Extracted entries
* * *

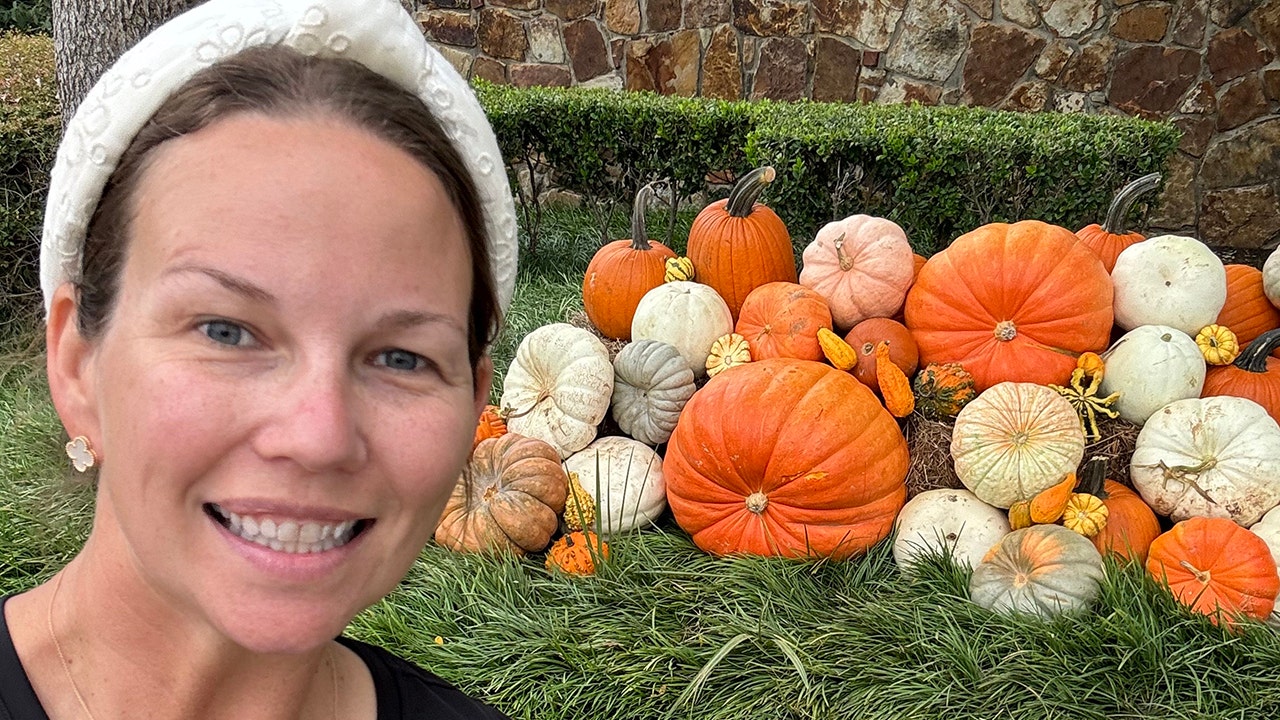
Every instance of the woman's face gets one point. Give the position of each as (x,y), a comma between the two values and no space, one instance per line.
(287,359)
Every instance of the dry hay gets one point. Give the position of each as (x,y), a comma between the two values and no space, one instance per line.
(928,442)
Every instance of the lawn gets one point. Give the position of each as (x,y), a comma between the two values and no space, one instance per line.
(666,630)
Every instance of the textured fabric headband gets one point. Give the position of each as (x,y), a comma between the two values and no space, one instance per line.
(376,33)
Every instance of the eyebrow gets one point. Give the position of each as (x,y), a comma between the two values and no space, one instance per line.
(240,286)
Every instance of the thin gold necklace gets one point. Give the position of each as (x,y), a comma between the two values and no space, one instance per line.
(67,668)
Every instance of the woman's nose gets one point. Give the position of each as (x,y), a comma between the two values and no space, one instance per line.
(316,420)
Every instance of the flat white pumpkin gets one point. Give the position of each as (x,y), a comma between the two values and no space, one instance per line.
(1169,281)
(951,522)
(1014,441)
(688,315)
(1151,367)
(624,478)
(1211,458)
(558,387)
(652,383)
(862,265)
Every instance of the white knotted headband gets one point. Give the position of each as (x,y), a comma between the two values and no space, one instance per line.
(376,33)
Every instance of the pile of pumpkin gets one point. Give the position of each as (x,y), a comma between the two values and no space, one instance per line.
(1025,336)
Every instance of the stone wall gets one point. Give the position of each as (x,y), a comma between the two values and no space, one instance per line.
(1212,67)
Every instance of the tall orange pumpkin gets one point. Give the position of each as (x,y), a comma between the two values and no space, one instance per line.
(1255,374)
(1132,524)
(1211,565)
(1013,302)
(1109,240)
(786,458)
(1247,313)
(737,244)
(622,272)
(782,319)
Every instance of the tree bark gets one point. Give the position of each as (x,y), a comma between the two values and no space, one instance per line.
(90,35)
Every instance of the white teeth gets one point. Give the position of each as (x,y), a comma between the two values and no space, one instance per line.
(289,536)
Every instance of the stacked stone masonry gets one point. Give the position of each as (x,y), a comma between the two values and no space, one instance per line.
(1211,67)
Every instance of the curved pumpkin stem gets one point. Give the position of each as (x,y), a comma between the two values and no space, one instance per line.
(639,235)
(1253,358)
(741,199)
(1124,200)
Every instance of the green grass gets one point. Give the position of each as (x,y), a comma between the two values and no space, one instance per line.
(666,630)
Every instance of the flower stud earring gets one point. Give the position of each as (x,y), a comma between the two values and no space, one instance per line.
(81,454)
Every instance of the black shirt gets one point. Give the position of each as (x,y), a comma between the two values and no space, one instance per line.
(403,689)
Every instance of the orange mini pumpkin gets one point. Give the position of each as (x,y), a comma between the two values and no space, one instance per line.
(1109,240)
(786,458)
(622,272)
(1013,302)
(1215,566)
(737,244)
(782,319)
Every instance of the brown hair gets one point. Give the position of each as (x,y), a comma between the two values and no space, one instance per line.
(278,81)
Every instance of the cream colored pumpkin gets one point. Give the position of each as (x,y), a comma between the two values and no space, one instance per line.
(1212,458)
(946,520)
(1151,367)
(652,383)
(1169,281)
(1040,570)
(684,314)
(863,265)
(624,478)
(558,387)
(1015,440)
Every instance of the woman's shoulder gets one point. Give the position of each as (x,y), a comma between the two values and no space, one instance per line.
(406,691)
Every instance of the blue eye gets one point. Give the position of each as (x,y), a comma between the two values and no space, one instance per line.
(401,360)
(224,332)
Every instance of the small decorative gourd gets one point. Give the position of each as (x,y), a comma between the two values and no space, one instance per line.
(951,522)
(652,383)
(558,387)
(1041,570)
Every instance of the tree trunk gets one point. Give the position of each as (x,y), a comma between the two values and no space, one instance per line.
(90,35)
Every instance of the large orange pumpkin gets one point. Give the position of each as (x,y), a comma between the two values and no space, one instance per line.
(786,458)
(782,319)
(1255,374)
(1109,240)
(1013,302)
(1132,525)
(1247,313)
(737,244)
(1211,565)
(622,272)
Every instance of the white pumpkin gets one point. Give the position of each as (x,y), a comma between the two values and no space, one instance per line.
(1169,281)
(558,387)
(862,265)
(1014,441)
(624,478)
(1151,367)
(684,314)
(1271,277)
(652,383)
(946,522)
(1211,458)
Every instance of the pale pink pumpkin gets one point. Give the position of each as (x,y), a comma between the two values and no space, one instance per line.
(863,265)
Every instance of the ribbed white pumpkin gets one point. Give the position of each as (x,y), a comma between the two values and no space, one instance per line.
(624,478)
(558,386)
(652,383)
(1015,440)
(946,522)
(862,265)
(1151,367)
(1169,281)
(688,315)
(1211,458)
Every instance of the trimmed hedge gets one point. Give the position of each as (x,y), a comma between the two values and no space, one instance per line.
(938,172)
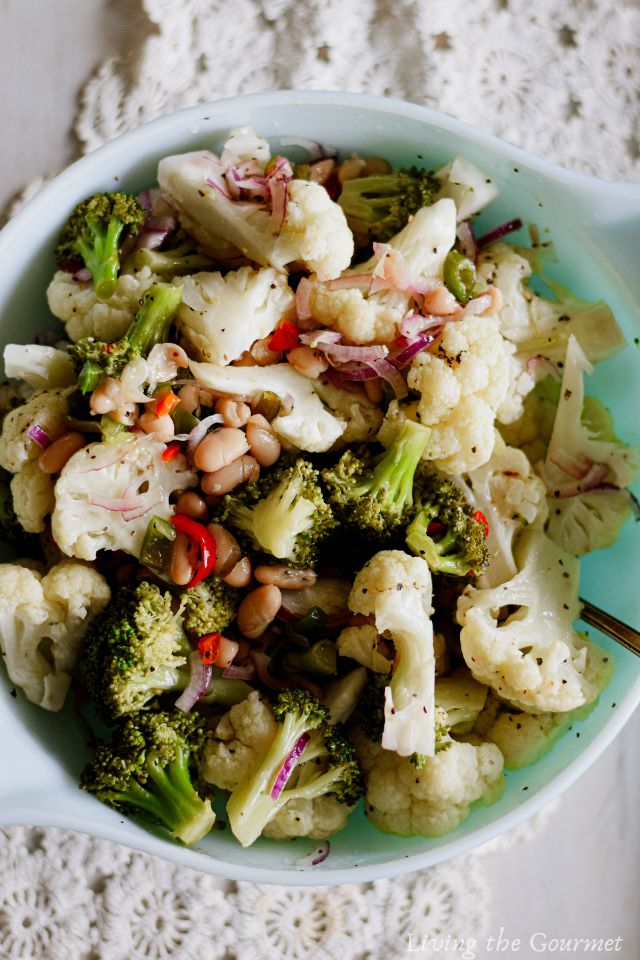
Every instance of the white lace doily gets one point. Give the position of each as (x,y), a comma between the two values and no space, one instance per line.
(558,79)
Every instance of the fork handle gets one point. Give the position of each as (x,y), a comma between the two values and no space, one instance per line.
(613,628)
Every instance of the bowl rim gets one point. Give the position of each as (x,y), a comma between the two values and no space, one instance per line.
(579,183)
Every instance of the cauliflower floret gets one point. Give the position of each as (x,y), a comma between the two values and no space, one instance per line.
(42,621)
(533,658)
(221,316)
(470,188)
(77,305)
(46,409)
(361,645)
(434,800)
(41,367)
(363,418)
(524,737)
(318,819)
(461,387)
(539,326)
(511,496)
(390,572)
(99,480)
(240,740)
(422,246)
(308,426)
(396,588)
(314,231)
(33,497)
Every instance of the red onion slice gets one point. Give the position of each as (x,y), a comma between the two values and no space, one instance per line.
(406,354)
(343,354)
(502,231)
(37,434)
(234,672)
(287,767)
(198,683)
(414,323)
(145,199)
(319,337)
(359,281)
(319,855)
(199,432)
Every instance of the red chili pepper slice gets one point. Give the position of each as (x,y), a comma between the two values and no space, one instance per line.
(209,647)
(171,451)
(480,517)
(167,403)
(285,337)
(201,537)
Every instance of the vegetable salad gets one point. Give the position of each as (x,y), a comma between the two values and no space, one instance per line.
(298,493)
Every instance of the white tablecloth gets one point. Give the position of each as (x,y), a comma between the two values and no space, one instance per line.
(559,79)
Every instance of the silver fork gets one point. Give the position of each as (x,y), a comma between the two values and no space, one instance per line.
(613,628)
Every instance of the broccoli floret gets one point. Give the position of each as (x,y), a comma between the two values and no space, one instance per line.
(95,233)
(184,259)
(326,765)
(284,514)
(134,651)
(145,771)
(209,607)
(137,650)
(94,359)
(445,530)
(379,206)
(372,493)
(11,530)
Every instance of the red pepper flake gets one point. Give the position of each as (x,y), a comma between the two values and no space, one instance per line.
(285,337)
(171,451)
(201,537)
(209,647)
(480,517)
(167,403)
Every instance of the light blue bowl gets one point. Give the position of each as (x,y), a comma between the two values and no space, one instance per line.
(595,227)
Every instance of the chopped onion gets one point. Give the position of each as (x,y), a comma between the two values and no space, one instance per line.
(287,767)
(331,594)
(313,148)
(505,228)
(145,200)
(37,434)
(198,683)
(315,337)
(343,354)
(319,855)
(406,354)
(467,240)
(199,432)
(235,672)
(217,187)
(359,281)
(414,323)
(303,295)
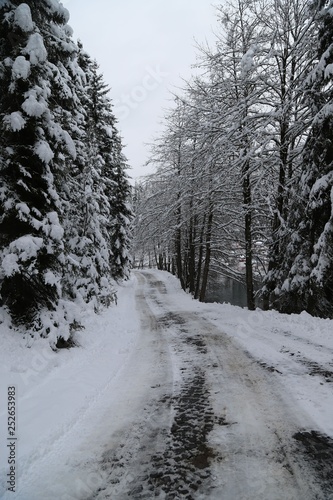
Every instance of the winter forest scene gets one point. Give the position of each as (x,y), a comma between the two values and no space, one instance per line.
(166,250)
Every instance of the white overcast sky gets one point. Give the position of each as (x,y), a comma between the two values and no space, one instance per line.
(143,48)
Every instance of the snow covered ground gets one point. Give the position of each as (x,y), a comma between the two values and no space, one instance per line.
(108,419)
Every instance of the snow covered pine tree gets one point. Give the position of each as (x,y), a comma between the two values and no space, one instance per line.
(308,266)
(42,153)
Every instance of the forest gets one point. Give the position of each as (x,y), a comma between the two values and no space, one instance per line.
(64,190)
(243,174)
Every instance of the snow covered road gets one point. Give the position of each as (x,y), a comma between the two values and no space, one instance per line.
(180,400)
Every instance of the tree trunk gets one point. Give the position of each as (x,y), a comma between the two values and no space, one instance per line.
(248,240)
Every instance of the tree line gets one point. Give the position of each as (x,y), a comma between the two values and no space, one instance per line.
(64,190)
(243,182)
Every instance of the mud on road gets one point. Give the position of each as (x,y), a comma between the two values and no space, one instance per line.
(211,425)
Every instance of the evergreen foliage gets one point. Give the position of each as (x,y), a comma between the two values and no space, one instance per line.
(63,185)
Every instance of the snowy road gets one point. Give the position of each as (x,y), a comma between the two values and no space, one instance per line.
(169,398)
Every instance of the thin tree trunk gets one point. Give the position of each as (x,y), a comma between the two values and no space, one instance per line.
(207,256)
(248,240)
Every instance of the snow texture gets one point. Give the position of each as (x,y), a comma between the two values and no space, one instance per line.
(21,68)
(15,121)
(32,106)
(22,18)
(44,152)
(36,49)
(76,404)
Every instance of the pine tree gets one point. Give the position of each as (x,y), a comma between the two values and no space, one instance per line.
(63,181)
(115,211)
(308,278)
(30,212)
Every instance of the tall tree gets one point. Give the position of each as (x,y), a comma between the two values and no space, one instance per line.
(34,148)
(307,280)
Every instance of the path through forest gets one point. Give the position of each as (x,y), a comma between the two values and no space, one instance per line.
(212,422)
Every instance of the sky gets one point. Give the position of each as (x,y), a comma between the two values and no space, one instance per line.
(144,49)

* * *

Task to carry out
From the line that holds "Every instance of the snow texture" down to the last line of the material, copy every line exactly and add nothing.

Task response
Every instance of the snow texture gets one point. Give the position of each as (x,y), a comma between the two values and no space, one instance per line.
(21,68)
(15,121)
(32,106)
(22,18)
(44,152)
(36,49)
(76,404)
Every instance of the pine tree gets one point. Give the position of each as (x,y), a comma between the two values and no space, one instance per line.
(63,181)
(115,211)
(308,278)
(30,212)
Every instance of the tall tree gets one point. Give the position of each as (x,y), a comma between the two values and no space, one instance per line.
(34,148)
(307,280)
Every instance of the path through forest gets one point. Give the position of each as (x,y), a comma between the two values and no space, one instance per line.
(212,422)
Every instance of the sky gets one point. Give the position of each as (x,y), a comma between the two values and no space, one instance per line.
(144,49)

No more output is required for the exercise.